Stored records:
------------------------
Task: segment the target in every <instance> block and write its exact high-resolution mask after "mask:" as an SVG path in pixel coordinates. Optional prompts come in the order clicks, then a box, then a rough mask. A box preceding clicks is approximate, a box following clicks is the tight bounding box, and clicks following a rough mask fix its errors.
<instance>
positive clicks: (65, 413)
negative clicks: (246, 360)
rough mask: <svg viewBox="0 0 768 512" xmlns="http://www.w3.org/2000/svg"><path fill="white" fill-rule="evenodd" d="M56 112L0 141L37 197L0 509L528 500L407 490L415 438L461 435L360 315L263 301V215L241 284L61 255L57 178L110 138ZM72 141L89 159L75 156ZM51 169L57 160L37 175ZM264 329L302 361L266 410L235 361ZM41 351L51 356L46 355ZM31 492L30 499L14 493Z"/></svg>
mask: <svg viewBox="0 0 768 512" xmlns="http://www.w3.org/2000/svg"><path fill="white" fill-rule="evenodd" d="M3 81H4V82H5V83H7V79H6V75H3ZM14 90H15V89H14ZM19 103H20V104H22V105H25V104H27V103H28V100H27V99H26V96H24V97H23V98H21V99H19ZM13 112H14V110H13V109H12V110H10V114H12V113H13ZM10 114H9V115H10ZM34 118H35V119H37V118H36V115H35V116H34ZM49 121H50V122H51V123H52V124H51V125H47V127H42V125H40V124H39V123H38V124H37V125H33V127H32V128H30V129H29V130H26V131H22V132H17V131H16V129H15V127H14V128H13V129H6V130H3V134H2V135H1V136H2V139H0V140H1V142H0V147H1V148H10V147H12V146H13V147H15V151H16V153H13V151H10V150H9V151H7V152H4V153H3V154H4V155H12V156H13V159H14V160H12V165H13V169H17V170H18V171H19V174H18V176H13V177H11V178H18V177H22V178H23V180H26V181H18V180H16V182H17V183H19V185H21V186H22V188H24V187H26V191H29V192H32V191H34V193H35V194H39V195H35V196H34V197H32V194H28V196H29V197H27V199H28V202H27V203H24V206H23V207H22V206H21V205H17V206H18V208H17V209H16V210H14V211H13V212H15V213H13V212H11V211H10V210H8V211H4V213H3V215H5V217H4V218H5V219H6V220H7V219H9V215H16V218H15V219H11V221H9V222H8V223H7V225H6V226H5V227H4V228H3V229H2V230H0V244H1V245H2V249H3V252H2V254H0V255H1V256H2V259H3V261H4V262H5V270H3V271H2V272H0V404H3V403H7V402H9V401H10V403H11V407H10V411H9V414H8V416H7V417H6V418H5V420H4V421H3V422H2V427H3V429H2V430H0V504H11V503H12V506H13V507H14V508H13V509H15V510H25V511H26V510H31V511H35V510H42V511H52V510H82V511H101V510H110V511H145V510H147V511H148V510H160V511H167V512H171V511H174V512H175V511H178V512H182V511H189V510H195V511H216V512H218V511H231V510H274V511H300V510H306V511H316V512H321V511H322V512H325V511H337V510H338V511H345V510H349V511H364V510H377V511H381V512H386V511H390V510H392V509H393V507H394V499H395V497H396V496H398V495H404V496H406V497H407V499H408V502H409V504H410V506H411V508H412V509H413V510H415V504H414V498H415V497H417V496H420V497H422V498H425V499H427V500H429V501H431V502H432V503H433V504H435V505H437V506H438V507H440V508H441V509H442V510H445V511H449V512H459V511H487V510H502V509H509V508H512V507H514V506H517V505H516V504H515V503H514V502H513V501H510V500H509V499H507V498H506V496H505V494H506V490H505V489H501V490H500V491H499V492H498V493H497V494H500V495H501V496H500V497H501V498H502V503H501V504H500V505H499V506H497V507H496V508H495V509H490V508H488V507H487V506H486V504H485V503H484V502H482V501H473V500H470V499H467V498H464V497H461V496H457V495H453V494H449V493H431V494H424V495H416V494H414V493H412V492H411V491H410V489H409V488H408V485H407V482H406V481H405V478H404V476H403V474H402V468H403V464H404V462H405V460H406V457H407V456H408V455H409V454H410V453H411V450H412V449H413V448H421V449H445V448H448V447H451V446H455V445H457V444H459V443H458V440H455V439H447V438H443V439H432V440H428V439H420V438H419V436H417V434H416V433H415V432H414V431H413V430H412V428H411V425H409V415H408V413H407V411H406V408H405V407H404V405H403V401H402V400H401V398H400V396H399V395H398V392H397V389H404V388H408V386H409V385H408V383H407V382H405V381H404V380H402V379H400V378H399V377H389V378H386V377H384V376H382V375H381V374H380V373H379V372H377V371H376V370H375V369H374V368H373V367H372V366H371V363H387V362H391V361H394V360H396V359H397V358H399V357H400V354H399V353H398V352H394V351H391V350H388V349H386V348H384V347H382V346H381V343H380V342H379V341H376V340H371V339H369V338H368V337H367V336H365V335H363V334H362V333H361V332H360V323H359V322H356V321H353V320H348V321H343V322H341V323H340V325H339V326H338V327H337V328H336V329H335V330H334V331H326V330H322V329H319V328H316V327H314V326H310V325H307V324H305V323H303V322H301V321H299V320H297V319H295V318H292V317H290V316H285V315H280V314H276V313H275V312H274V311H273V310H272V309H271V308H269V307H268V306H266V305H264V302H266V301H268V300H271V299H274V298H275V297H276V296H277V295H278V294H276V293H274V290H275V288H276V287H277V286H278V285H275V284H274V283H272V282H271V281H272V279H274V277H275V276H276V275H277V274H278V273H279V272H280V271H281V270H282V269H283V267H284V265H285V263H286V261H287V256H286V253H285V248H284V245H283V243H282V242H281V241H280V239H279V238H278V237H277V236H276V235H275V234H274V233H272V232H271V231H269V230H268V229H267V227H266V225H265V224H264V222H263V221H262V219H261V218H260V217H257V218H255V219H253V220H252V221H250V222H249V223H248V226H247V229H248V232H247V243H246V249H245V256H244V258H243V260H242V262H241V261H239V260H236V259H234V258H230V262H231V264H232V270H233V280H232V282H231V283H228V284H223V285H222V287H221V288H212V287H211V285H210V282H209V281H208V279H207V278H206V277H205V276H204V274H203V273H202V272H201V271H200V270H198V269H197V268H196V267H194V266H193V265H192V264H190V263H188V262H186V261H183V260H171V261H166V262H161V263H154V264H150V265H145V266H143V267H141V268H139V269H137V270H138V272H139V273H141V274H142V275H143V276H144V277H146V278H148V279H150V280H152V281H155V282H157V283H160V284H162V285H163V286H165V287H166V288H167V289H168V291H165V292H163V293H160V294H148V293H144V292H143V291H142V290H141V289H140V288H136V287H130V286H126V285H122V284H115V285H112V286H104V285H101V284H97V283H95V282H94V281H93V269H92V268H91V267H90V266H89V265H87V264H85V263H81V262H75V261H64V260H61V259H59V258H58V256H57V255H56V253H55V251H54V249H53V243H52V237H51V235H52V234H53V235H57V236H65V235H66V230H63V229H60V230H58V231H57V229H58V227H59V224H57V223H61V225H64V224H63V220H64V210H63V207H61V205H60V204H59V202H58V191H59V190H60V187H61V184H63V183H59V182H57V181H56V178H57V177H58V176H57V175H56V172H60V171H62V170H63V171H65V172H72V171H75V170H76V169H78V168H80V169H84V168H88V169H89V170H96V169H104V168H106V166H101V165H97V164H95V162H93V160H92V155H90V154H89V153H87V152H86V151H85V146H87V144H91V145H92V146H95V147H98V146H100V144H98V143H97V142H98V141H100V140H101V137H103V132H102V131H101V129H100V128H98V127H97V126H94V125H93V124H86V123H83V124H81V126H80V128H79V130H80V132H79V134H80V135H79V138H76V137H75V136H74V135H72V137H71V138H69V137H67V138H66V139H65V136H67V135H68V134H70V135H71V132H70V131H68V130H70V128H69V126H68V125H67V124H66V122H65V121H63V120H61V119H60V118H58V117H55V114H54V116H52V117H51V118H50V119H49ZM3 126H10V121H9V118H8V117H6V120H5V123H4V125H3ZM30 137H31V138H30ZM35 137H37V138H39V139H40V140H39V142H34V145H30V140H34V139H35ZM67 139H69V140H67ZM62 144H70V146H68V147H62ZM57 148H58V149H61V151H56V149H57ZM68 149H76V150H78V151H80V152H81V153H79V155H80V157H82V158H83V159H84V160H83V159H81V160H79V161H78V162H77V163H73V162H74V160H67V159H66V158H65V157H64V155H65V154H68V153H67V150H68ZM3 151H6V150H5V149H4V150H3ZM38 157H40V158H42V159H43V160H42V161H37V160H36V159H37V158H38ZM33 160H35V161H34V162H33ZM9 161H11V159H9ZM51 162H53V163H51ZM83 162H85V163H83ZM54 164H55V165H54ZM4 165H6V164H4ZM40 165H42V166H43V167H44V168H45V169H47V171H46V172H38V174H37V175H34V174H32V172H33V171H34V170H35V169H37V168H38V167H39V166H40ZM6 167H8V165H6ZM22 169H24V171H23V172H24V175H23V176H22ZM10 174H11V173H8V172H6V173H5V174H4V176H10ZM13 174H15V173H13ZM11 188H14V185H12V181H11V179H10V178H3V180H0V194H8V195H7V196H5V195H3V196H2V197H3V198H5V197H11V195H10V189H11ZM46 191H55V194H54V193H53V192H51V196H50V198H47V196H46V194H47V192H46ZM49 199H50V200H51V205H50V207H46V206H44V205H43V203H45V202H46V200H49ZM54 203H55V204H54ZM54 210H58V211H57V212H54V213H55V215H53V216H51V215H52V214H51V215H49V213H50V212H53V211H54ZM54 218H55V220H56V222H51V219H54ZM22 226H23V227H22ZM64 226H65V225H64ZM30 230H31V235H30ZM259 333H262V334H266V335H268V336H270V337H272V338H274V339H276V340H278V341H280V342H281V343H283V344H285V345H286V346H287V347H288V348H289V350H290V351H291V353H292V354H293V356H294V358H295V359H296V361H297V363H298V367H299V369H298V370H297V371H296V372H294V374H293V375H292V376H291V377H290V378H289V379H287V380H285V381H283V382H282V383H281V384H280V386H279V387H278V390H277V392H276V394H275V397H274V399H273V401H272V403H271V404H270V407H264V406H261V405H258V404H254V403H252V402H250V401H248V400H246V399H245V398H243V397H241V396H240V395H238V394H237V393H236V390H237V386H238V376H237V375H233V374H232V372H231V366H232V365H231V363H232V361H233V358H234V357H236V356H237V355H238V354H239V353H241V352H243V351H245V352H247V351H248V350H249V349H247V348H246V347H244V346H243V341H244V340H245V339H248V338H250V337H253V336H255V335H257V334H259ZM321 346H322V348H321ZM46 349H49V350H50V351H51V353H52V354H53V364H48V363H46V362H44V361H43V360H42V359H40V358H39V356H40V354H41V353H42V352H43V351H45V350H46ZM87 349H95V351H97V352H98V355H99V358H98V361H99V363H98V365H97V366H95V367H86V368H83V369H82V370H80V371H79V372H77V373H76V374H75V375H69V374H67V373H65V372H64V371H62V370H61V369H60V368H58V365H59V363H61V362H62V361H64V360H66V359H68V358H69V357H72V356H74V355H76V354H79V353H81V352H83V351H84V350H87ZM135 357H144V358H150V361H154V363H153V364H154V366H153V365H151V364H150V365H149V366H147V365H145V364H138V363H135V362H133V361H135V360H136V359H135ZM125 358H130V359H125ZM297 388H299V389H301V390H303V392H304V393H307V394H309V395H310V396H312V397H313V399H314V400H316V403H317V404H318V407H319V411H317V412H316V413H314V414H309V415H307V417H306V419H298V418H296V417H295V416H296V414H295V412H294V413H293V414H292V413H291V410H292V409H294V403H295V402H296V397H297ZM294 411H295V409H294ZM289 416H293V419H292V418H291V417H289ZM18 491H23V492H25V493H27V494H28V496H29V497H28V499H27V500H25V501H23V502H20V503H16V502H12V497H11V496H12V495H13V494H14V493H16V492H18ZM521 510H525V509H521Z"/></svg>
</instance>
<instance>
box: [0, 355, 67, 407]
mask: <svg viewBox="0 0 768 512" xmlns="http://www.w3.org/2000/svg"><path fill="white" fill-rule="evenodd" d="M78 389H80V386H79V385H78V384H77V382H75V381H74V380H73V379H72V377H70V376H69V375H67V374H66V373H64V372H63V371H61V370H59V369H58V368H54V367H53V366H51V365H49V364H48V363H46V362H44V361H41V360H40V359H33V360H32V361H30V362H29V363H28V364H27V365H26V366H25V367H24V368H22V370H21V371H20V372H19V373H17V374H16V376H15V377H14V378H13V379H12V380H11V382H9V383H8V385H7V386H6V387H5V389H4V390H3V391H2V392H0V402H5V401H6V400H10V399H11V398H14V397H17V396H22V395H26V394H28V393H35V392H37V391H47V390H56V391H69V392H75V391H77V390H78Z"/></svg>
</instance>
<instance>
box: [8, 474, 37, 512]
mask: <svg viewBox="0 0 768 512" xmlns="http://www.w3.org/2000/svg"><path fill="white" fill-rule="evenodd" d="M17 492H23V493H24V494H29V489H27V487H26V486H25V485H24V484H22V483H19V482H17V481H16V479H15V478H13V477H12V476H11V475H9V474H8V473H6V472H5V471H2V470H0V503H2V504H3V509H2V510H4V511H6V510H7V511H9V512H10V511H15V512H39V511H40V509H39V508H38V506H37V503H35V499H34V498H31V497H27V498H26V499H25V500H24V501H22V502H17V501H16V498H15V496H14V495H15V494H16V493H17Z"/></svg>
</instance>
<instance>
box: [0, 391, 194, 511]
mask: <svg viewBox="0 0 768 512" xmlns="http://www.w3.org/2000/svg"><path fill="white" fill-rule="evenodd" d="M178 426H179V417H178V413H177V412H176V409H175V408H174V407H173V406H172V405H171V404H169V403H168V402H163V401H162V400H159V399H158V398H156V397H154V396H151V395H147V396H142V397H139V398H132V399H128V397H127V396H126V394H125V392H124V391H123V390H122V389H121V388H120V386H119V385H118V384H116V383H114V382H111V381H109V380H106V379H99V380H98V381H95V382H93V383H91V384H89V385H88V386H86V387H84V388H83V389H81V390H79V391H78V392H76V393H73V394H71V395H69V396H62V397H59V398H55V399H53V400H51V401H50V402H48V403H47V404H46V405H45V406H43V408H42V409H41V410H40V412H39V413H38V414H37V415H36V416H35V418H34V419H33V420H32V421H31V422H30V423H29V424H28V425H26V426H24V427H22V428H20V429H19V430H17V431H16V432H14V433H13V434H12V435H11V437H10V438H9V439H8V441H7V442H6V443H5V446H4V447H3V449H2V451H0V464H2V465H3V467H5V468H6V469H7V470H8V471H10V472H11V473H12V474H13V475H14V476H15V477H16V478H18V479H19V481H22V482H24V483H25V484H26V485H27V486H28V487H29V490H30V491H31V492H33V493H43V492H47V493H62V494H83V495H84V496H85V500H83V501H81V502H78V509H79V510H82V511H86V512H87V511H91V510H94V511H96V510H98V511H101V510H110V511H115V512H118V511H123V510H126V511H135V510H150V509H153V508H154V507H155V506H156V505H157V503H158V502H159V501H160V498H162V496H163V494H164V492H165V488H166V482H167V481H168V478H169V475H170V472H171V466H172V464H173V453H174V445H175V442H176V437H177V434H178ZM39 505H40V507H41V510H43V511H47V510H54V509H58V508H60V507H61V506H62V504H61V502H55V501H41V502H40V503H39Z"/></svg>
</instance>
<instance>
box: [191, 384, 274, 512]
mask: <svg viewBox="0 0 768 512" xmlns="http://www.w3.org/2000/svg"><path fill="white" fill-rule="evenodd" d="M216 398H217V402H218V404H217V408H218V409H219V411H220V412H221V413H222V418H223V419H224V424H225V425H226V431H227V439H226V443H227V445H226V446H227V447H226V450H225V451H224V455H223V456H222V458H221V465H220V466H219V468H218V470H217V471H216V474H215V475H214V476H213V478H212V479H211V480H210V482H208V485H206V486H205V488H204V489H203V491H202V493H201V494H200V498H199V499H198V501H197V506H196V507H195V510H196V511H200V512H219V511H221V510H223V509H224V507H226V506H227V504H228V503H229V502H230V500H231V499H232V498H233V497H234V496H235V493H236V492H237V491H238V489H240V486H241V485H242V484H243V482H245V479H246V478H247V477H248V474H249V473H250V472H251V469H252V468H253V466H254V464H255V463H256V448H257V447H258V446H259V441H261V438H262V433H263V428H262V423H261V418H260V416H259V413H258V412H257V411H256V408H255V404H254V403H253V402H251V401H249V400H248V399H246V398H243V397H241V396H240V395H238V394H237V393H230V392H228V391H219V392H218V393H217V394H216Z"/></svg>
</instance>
------------------------
Exercise objective: Here the job is to transcribe the lines from the first line of the data through the line containing "negative clicks: (246, 360)", inclusive, exactly and with nothing else.

Answer box:
Task: segment the target in every <instance> block and write its exact high-resolution mask after "mask:" as an SVG path in pixel coordinates. Optional prompts come in the order clicks, then a box, then a rough mask. A box preceding clicks is approximate, a box following clicks is the tight bounding box, and clicks following a rough mask fix its errors.
<instance>
positive clicks: (65, 413)
negative clicks: (246, 360)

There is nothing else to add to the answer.